Tasks to complete
1) Name every person who appears in the routing mailing-list post, whether as author, quoted writer, or sender.
2) Resume the routing mailing-list post after its final sentence.

Source passage

[ILUG] Routing.
Mark Kilmartin
mrk at renre-europe.com
Wed Jan 16 11:30:47 GMT 2002
I know that the firewall is not dropping them.
But I can't be sure of the ISPs routers.
It makes sense (sort of) to me that a route that see traffic coming from
a.b.c.x but it knows that it should only see traffic from d.e.f.x then
it would drop it?
If anybody can tell me I'm wrong here I will be glad.
MArk
On Wed, 2002-01-16 at 11:25, Martin Feeney wrote:
> On Tue, 15 Jan 2002 18:32:09 Dave Wilson wrote:
>
> > I'm more familiar with cisco than linux routing, but: since the reply is
> > actually a new IP packet, then regardless of its source address [a.b.c.1
> > or
> > d.e.f.1] it will be sent to the default route. I'm not aware of any way
> > in
> > Linux to route based on source address.
>
> Turn on CONFIG_IP_ADVANCED_ROUTER in the kernel and install iproute2 if you
> want to do source-based routing.

Provided material

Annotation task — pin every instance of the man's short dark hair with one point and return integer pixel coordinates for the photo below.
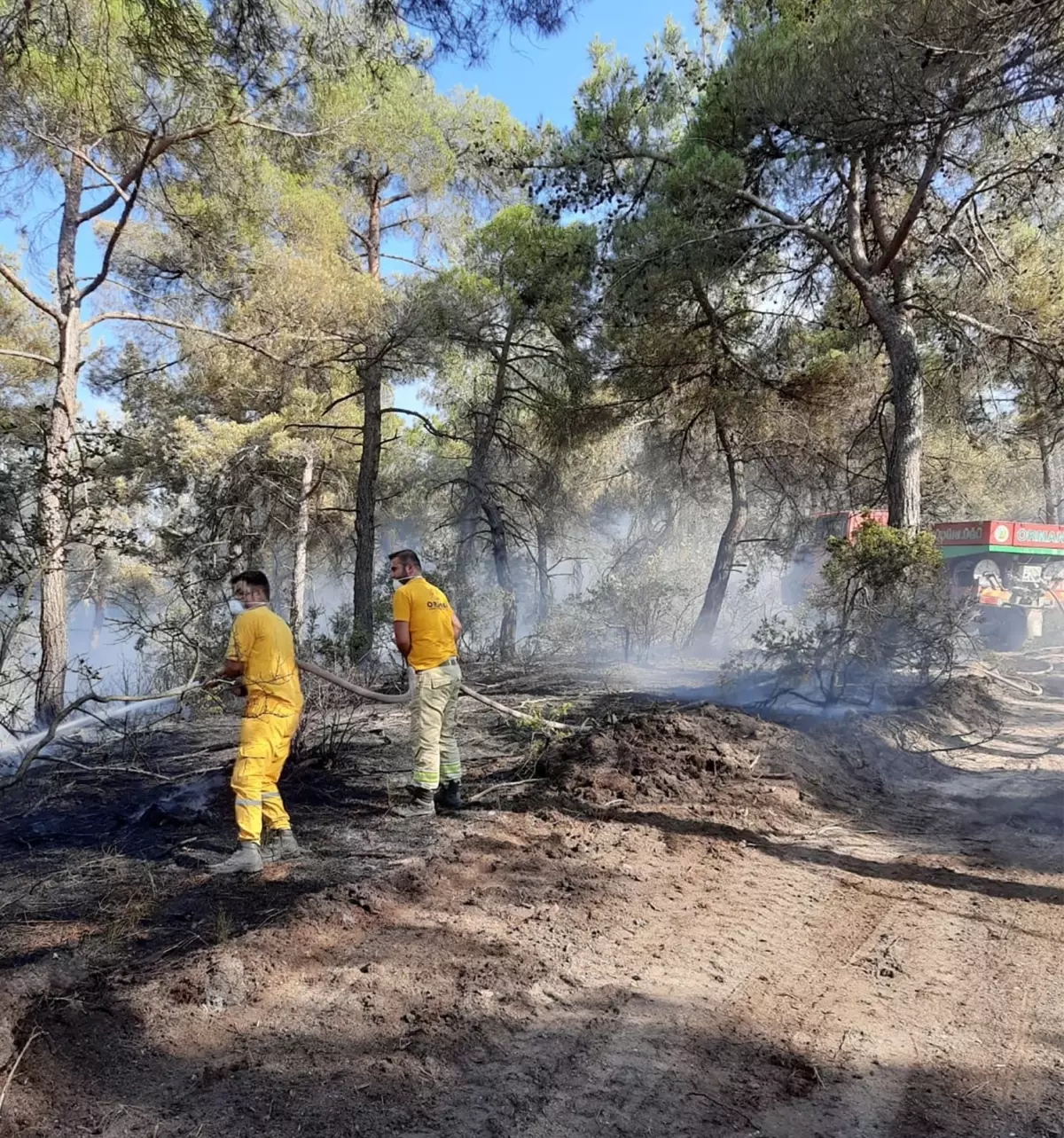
(254, 578)
(406, 558)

Responses
1)
Mark Kilmartin
Martin Feeney
Dave Wilson

2)
>
> However, it shouldn't matter to the client that the reverse route is
> different(it doesn't under NT4, win2k and linux 2.4.17 anyway) as long as
> the replies come back in via the same interface (on the client) and from
> the address it's supposed to come from.
>
> Is your firewall blocking packets from a.b.c.1 from going out via the
> d.e.f.x interface?
>
> Get your firewall to log all packets it drops with a helpful log prefix and
> see if that sheds some light on the situation.
>
> Martin.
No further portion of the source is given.